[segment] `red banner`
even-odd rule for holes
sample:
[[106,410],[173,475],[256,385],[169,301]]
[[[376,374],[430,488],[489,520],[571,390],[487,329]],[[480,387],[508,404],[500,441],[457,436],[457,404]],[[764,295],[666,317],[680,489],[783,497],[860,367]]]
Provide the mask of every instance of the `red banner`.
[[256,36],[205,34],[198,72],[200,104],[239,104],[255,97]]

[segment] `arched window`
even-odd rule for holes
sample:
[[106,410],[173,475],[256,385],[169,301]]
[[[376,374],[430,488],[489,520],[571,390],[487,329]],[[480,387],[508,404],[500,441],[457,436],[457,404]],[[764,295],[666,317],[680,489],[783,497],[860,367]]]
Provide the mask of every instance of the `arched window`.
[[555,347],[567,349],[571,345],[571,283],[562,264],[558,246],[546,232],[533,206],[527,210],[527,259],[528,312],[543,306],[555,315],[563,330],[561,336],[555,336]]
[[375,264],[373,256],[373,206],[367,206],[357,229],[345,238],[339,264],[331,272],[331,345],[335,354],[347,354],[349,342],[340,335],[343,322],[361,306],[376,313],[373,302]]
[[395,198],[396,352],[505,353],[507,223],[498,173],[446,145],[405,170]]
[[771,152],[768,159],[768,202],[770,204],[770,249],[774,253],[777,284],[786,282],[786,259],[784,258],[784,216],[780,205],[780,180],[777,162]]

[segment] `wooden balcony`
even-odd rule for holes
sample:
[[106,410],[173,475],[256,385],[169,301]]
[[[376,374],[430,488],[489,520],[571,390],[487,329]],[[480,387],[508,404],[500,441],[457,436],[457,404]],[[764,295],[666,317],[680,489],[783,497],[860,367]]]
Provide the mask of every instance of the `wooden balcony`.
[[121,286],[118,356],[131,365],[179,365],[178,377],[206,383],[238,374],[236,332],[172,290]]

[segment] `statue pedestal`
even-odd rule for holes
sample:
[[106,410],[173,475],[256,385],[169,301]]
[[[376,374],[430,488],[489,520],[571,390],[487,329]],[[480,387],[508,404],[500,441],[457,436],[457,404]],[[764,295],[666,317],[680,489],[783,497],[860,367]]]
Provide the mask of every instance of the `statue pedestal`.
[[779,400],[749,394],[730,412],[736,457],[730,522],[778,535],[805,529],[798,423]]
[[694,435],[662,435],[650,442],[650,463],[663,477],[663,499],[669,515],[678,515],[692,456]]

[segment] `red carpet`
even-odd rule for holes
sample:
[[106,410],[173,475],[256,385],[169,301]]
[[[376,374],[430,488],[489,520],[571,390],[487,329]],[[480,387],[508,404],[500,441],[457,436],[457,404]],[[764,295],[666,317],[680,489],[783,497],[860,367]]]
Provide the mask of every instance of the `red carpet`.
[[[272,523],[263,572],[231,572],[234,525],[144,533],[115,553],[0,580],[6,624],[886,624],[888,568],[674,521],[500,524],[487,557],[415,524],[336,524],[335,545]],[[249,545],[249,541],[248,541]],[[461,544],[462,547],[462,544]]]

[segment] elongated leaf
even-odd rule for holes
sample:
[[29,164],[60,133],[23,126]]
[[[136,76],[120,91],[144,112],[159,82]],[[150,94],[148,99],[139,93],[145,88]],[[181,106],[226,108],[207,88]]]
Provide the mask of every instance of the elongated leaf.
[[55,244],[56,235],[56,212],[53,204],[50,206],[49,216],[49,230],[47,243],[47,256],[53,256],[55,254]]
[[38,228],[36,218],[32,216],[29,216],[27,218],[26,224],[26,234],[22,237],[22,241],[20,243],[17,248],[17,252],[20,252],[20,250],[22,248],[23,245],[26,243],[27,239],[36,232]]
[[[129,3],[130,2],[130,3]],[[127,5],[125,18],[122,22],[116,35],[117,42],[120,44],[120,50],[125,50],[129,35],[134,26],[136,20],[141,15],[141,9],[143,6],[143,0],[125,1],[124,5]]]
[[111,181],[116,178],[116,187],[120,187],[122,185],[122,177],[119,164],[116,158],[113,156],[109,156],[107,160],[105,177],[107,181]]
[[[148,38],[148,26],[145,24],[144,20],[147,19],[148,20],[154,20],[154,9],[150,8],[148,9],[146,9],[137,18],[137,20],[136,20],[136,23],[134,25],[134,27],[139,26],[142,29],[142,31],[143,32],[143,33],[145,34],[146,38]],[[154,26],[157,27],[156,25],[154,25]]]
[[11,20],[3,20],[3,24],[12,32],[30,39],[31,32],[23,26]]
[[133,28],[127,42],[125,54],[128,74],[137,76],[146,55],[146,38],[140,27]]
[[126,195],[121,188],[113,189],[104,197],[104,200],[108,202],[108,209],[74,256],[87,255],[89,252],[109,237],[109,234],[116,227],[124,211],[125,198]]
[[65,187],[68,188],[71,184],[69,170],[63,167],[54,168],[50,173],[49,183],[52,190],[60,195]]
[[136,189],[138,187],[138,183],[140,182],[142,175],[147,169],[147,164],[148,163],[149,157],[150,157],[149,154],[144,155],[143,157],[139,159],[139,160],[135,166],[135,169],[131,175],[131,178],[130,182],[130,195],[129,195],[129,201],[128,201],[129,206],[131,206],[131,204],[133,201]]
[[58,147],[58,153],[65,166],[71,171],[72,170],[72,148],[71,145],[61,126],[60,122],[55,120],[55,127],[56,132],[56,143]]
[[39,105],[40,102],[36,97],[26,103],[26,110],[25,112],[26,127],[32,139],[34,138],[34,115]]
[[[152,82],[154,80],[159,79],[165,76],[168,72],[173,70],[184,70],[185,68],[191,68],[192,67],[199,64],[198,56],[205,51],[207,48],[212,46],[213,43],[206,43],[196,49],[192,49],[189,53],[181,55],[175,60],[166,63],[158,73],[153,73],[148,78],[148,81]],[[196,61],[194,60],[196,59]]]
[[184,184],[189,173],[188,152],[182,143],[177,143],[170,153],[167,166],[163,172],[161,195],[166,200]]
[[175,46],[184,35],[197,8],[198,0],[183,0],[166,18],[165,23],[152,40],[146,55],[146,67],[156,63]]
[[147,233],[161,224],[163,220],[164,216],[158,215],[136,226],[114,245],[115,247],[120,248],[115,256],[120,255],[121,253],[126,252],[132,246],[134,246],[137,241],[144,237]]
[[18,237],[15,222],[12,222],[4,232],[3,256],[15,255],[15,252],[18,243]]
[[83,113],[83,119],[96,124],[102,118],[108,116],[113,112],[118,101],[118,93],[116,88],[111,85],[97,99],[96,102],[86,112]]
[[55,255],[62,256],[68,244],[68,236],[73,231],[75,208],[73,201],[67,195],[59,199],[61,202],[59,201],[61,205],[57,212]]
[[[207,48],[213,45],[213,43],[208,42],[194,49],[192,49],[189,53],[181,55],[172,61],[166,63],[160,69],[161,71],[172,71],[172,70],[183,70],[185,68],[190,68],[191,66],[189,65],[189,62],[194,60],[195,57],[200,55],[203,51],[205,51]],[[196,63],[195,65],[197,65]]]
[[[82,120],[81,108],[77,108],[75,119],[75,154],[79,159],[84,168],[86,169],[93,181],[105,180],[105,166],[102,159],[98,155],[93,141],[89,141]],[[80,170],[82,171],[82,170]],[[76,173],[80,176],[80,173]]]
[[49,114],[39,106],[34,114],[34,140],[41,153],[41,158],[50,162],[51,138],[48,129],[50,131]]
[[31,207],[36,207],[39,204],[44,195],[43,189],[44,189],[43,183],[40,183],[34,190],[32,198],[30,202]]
******************************
→ What the task asks: Using the material above, print every entry exactly as written.

→ Result of the task:
[segment] `red banner`
even-odd rule for holes
sample:
[[106,410],[173,475],[256,385],[169,301]]
[[[376,374],[430,488],[489,520],[571,390],[487,329]],[[480,387],[508,404],[500,441],[457,436],[457,404]],[[764,295],[666,317],[680,489],[783,497],[860,367]]]
Provide the mask of every instance of the `red banner`.
[[256,36],[205,34],[198,72],[200,104],[239,104],[255,97]]

[segment] `arched window`
even-odd rule for holes
sample:
[[106,410],[173,475],[256,385],[169,301]]
[[[376,374],[430,488],[489,520],[571,390],[487,329]],[[480,387],[508,404],[500,441],[457,436],[457,404]],[[764,295],[666,317],[680,489],[783,497],[860,367]]]
Provide the mask of every instance of the `arched window`.
[[555,347],[567,349],[571,345],[571,283],[562,264],[558,246],[546,232],[533,206],[527,210],[527,259],[528,312],[543,306],[555,315],[563,330],[561,336],[555,336]]
[[375,264],[373,256],[373,206],[367,206],[357,229],[345,238],[339,264],[331,272],[331,345],[335,354],[347,354],[349,342],[340,335],[343,322],[361,306],[376,313],[373,302]]
[[395,198],[396,352],[505,353],[507,223],[498,173],[446,145],[405,170]]
[[771,152],[768,159],[768,202],[770,204],[770,249],[774,253],[777,284],[786,282],[786,259],[784,258],[784,216],[780,205],[780,180],[777,162]]

[segment] `wooden balcony`
even-odd rule for holes
sample:
[[106,410],[173,475],[256,385],[169,301]]
[[[376,374],[430,488],[489,520],[571,390],[487,329]],[[480,387],[508,404],[500,441],[457,436],[457,404]],[[764,295],[666,317],[680,489],[783,497],[860,367]]]
Provide the mask of every instance of the `wooden balcony`.
[[121,286],[118,356],[131,365],[179,365],[178,377],[206,383],[238,374],[236,332],[172,290]]

[segment] `statue pedestal`
even-odd rule for holes
sample:
[[106,410],[173,475],[256,385],[169,301]]
[[[376,374],[430,488],[489,520],[571,390],[487,329]],[[480,387],[508,404],[500,441],[457,436],[457,404]],[[764,295],[666,317],[680,489],[783,497],[860,367]]]
Provide the mask of every instance of the `statue pedestal`.
[[779,400],[749,394],[730,412],[736,457],[730,522],[778,535],[805,529],[798,423]]
[[694,435],[662,435],[650,442],[650,463],[663,477],[663,499],[669,515],[678,515],[692,456]]

[segment] `red carpet`
even-odd rule for holes
sample:
[[106,410],[173,475],[256,385],[169,301]]
[[[376,374],[430,488],[489,520],[571,390],[487,329]],[[480,387],[508,404],[500,441],[457,436],[457,404]],[[764,295],[666,317],[680,489],[783,497],[860,367]]]
Provide the mask of every instance of the `red carpet`.
[[[272,523],[263,572],[231,572],[234,525],[144,533],[115,553],[0,580],[6,624],[886,624],[888,568],[674,521],[500,524],[487,557],[415,524],[336,524],[335,545]],[[249,545],[249,541],[248,541]],[[461,544],[462,547],[462,544]]]

[segment] elongated leaf
even-odd rule for holes
sample:
[[29,164],[60,133],[23,126]]
[[[136,76],[120,91],[144,112],[159,82]],[[150,94],[148,99],[139,93],[145,88]],[[181,106],[226,108],[207,88]]]
Provide the mask of every instance of the elongated leaf.
[[55,244],[56,235],[56,212],[53,204],[50,206],[49,216],[49,230],[47,243],[47,256],[53,256],[55,254]]
[[38,228],[36,218],[32,216],[29,216],[27,218],[26,224],[26,234],[22,237],[22,241],[20,243],[17,248],[17,252],[20,252],[20,250],[22,248],[23,245],[26,243],[27,239],[36,232]]
[[[129,3],[130,2],[130,3]],[[127,5],[125,18],[122,22],[116,35],[117,42],[120,44],[120,50],[125,50],[129,35],[134,26],[136,20],[141,15],[141,9],[143,6],[143,0],[125,1],[124,5]]]
[[111,181],[116,178],[116,187],[120,187],[122,185],[122,177],[119,164],[116,158],[113,156],[109,156],[107,160],[105,177],[107,181]]
[[[148,38],[148,26],[145,24],[144,20],[147,19],[148,20],[154,20],[154,9],[150,8],[148,9],[146,9],[137,18],[137,20],[136,20],[136,23],[134,25],[134,27],[139,26],[142,29],[142,31],[143,32],[143,33],[145,34],[146,38]],[[154,26],[157,27],[156,25],[154,25]]]
[[11,20],[3,20],[3,24],[12,32],[30,39],[31,32],[23,26]]
[[133,28],[127,42],[125,54],[128,74],[137,76],[146,55],[146,38],[140,27]]
[[126,195],[121,188],[113,189],[104,197],[104,200],[108,202],[108,209],[74,256],[87,255],[89,252],[109,237],[109,234],[116,227],[124,211],[125,198]]
[[65,187],[68,188],[71,184],[69,170],[63,167],[54,168],[50,173],[49,183],[52,190],[60,195]]
[[136,189],[138,187],[138,183],[140,182],[142,175],[147,169],[147,164],[148,163],[149,157],[150,157],[149,154],[144,155],[143,157],[139,159],[139,160],[135,166],[135,169],[131,175],[131,178],[130,182],[130,195],[129,195],[129,201],[128,201],[129,206],[131,206],[131,204],[133,201]]
[[58,147],[58,153],[65,166],[71,171],[72,170],[72,148],[71,145],[61,126],[60,122],[55,120],[55,127],[56,132],[56,143]]
[[39,105],[40,102],[36,97],[26,103],[26,110],[25,112],[26,127],[32,139],[34,138],[34,115]]
[[[152,82],[154,80],[159,79],[165,76],[168,72],[173,70],[184,70],[185,68],[191,68],[192,67],[199,64],[198,56],[205,51],[207,48],[212,46],[213,43],[206,43],[196,49],[192,49],[189,53],[181,55],[175,60],[166,63],[158,73],[153,73],[148,78],[148,81]],[[196,61],[194,60],[196,59]]]
[[184,184],[189,173],[188,152],[182,143],[177,143],[170,153],[167,166],[163,172],[161,195],[166,200]]
[[175,46],[184,35],[197,8],[198,0],[183,0],[166,18],[165,23],[152,40],[146,55],[146,67],[156,63]]
[[147,233],[161,224],[163,220],[164,216],[158,215],[136,226],[114,245],[115,247],[120,248],[115,256],[120,255],[121,253],[126,252],[132,246],[134,246],[137,241],[144,237]]
[[18,237],[15,222],[12,222],[4,232],[3,256],[15,255],[15,252],[18,243]]
[[83,113],[83,119],[96,124],[102,118],[108,116],[113,112],[118,101],[118,93],[116,88],[111,85],[97,99],[96,102],[86,112]]
[[55,255],[62,256],[68,244],[68,236],[73,231],[75,208],[73,201],[67,195],[59,199],[61,202],[59,201],[61,205],[57,212]]
[[[207,48],[213,45],[213,43],[208,42],[194,49],[192,49],[189,53],[181,55],[172,61],[166,63],[160,69],[161,71],[172,71],[172,70],[183,70],[185,68],[190,68],[191,66],[189,65],[189,62],[194,60],[195,57],[200,55],[203,51],[205,51]],[[196,63],[195,65],[197,65]]]
[[[82,120],[81,108],[77,108],[75,119],[75,154],[79,159],[84,168],[86,169],[93,181],[105,180],[105,166],[102,159],[98,155],[93,141],[89,141]],[[80,170],[82,171],[82,170]],[[76,173],[80,176],[80,173]]]
[[49,114],[39,106],[34,114],[34,140],[41,153],[41,158],[50,162],[51,138],[48,129],[50,131]]
[[31,207],[36,207],[39,204],[44,195],[43,189],[44,189],[43,183],[40,183],[34,190],[32,198],[30,202]]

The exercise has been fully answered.